"""
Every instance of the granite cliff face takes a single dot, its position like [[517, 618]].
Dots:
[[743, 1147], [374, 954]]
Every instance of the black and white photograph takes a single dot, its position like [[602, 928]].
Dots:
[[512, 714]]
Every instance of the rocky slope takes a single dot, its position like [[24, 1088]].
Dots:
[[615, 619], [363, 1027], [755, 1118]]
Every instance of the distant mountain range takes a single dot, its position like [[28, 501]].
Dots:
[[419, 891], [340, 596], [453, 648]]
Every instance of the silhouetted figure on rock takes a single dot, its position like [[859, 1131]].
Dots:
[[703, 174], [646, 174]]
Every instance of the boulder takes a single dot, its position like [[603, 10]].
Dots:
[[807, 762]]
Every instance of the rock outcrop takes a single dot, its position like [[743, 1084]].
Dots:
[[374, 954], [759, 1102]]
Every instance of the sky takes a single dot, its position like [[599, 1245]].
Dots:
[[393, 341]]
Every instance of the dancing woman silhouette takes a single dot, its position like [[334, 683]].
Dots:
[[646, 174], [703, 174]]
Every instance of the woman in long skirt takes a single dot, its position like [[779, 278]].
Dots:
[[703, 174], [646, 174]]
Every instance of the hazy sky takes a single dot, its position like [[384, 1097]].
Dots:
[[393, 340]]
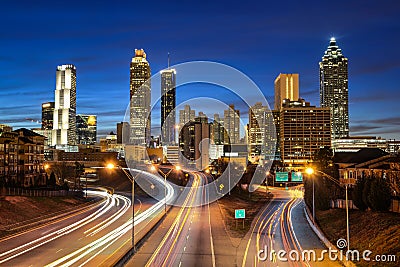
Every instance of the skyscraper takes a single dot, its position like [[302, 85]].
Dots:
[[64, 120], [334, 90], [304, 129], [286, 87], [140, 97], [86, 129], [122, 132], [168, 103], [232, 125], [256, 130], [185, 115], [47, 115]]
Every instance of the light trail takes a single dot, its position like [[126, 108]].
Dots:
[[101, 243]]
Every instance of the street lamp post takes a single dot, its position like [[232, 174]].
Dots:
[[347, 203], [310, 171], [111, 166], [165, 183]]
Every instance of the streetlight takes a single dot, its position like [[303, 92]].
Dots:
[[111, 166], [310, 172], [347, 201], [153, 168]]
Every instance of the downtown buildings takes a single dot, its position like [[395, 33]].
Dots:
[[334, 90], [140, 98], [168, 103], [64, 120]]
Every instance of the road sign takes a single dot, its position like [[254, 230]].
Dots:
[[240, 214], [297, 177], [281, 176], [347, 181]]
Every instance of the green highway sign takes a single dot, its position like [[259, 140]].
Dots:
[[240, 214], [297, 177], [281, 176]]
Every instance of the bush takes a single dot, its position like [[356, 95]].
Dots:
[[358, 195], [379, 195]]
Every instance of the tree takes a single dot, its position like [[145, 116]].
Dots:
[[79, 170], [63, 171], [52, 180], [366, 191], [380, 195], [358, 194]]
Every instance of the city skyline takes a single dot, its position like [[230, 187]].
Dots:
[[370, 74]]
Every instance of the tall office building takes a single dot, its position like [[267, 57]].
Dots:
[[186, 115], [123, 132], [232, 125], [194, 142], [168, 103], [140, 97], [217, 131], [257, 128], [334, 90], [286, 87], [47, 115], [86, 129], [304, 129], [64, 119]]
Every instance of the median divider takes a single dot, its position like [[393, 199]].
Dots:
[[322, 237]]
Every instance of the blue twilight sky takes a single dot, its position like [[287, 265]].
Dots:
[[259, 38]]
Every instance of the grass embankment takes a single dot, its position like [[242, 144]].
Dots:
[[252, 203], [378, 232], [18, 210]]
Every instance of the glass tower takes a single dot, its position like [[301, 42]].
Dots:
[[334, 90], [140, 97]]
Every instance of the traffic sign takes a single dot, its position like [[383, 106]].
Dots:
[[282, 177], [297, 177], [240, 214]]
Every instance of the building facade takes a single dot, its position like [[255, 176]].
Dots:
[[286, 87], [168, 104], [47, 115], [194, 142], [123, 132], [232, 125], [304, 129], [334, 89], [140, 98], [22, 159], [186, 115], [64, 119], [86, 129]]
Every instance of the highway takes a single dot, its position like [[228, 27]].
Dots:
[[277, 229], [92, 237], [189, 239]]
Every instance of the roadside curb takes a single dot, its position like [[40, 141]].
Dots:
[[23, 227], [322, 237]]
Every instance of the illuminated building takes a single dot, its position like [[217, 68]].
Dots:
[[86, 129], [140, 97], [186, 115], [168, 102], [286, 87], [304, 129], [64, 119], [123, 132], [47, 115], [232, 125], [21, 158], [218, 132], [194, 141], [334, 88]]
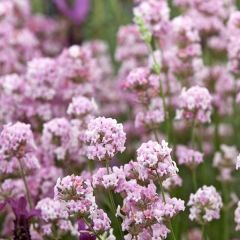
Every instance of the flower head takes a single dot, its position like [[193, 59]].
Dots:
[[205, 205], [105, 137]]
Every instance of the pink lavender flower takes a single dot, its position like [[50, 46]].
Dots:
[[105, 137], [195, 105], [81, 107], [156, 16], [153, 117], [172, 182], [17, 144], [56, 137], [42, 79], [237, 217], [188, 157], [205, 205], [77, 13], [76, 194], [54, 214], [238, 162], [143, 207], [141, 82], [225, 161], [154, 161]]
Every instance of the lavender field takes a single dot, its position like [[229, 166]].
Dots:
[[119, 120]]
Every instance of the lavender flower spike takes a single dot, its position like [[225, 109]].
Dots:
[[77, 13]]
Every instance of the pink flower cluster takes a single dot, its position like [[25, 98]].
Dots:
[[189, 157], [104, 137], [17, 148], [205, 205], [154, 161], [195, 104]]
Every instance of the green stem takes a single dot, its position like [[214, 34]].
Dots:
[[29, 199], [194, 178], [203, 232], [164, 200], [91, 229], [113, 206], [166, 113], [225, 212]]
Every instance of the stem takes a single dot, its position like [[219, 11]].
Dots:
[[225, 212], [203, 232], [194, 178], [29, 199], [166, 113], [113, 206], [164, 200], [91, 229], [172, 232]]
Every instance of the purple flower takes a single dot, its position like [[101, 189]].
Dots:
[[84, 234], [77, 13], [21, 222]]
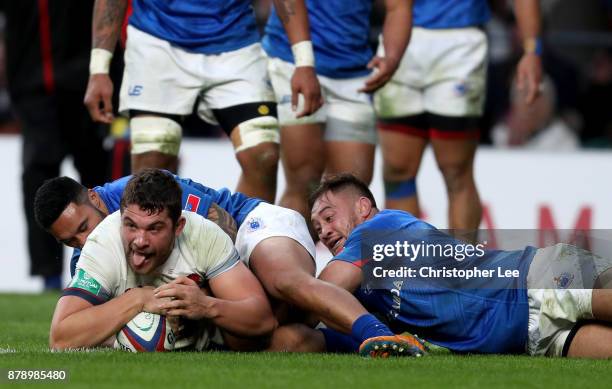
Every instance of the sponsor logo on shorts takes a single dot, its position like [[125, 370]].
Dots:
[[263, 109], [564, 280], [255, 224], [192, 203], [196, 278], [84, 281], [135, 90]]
"""
"""
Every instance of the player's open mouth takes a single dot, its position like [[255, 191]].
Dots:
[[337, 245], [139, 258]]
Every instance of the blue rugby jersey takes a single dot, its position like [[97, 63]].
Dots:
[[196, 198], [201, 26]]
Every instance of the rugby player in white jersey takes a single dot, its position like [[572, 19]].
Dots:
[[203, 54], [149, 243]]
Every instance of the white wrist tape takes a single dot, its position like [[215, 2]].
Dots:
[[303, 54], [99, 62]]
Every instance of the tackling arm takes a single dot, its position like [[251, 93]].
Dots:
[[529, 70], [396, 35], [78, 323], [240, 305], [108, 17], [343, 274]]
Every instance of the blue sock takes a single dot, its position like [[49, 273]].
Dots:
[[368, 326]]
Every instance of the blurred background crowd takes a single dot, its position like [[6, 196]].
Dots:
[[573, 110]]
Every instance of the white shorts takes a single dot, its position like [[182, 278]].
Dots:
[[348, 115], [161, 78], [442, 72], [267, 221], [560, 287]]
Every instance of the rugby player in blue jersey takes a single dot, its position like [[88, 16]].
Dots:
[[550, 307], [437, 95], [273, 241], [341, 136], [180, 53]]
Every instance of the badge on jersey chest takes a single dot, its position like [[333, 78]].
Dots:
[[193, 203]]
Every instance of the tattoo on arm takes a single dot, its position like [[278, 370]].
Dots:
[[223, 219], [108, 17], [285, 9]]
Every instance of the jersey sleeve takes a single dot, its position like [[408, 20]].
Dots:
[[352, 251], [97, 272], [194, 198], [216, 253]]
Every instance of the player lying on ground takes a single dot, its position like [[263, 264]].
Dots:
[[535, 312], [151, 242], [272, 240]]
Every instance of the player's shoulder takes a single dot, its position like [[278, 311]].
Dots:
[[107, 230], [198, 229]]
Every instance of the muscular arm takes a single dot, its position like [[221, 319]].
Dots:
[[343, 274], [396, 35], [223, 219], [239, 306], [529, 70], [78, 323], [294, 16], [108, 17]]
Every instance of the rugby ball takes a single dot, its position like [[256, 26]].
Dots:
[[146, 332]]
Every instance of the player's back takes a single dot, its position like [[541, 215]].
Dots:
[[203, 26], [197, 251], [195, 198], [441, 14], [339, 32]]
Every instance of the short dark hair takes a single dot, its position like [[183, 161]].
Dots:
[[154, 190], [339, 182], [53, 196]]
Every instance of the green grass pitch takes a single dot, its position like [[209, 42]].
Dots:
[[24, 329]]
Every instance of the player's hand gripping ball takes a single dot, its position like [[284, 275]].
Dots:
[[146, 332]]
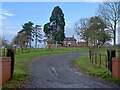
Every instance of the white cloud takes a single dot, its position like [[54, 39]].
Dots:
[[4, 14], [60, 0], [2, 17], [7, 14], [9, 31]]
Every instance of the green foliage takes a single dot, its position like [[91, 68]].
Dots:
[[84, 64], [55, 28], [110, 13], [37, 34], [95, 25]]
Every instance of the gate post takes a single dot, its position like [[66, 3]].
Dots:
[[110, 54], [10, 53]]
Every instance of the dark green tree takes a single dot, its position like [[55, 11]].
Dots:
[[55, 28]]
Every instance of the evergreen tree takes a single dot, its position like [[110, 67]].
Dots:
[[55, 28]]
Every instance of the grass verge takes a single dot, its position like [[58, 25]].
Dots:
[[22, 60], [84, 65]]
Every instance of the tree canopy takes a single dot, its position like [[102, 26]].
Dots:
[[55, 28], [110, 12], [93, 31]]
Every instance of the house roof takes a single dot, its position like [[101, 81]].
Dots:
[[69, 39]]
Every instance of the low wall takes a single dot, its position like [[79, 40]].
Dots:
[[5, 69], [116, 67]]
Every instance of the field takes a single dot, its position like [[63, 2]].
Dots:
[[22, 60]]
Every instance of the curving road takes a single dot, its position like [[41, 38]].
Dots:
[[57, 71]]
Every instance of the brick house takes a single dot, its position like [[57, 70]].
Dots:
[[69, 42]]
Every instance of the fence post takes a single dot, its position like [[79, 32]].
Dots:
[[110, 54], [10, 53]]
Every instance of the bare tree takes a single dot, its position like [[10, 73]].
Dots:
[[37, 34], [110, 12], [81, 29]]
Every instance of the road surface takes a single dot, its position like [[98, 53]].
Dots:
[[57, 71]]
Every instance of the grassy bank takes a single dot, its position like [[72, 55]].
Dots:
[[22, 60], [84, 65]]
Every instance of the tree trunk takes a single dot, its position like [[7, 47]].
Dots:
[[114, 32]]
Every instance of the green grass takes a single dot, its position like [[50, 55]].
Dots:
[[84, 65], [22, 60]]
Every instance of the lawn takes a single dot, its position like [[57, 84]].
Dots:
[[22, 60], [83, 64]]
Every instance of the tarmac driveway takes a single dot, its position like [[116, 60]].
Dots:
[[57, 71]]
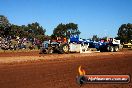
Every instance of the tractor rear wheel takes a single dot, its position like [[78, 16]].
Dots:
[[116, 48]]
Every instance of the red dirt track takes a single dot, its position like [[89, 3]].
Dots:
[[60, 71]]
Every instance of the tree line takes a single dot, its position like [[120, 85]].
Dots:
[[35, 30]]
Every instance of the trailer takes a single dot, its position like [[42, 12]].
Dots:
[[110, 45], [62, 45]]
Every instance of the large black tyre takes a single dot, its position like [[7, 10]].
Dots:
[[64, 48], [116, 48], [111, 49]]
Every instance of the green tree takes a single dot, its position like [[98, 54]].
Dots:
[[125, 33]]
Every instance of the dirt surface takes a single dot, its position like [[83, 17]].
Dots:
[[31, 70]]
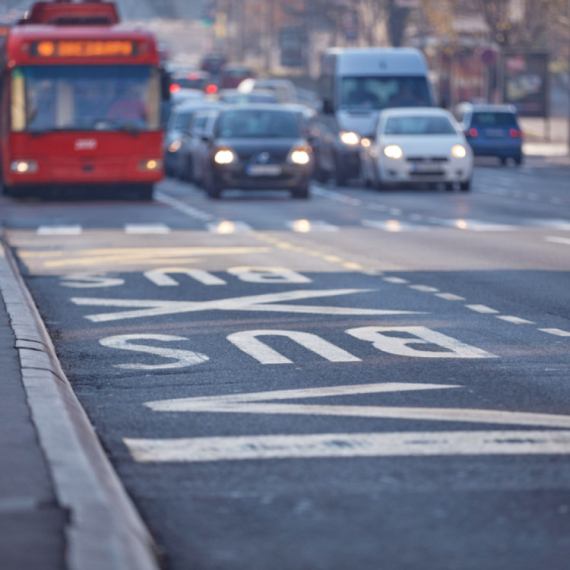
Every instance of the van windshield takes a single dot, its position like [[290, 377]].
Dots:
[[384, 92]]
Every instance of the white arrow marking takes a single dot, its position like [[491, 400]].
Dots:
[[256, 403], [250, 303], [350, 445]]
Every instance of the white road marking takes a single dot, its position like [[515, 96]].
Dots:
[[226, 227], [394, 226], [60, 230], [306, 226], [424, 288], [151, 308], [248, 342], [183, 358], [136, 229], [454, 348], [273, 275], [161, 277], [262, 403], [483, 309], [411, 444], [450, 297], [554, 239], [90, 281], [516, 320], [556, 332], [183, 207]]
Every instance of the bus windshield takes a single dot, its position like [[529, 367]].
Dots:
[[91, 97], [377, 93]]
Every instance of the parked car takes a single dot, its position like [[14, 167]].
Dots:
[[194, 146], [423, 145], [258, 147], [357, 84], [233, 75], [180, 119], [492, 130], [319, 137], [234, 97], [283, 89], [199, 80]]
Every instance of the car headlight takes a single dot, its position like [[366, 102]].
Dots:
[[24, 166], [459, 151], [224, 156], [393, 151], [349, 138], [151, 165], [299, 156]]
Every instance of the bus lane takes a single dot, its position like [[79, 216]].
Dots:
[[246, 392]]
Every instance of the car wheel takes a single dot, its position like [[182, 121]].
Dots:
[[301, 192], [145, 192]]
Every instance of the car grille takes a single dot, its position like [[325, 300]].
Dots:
"""
* **WHAT YOU HAVE TO DO**:
Give the entries in the stretch from the line containing "Every instance of the boulder" through the line containing "[[393, 341]]" as a two-column CSV with the headers instruction and points, one row per entry. Put the entry's text in instruction and its answer in points, with each field quoted and line breaks replaced by spaces.

* **SOLUTION TO THE PROBLEM**:
instruction,points
"Every instance of the boulder takes a single dot, its position like [[603, 10]]. Dots:","[[807, 762]]"
"Every instance of the rock outcrop takes a single dot, its position like [[743, 1084]]. Dots:","[[374, 954], [759, 1102]]"
"Every instance of the sky takes a single dot, its position like [[599, 1245]]. Dots:","[[393, 341]]"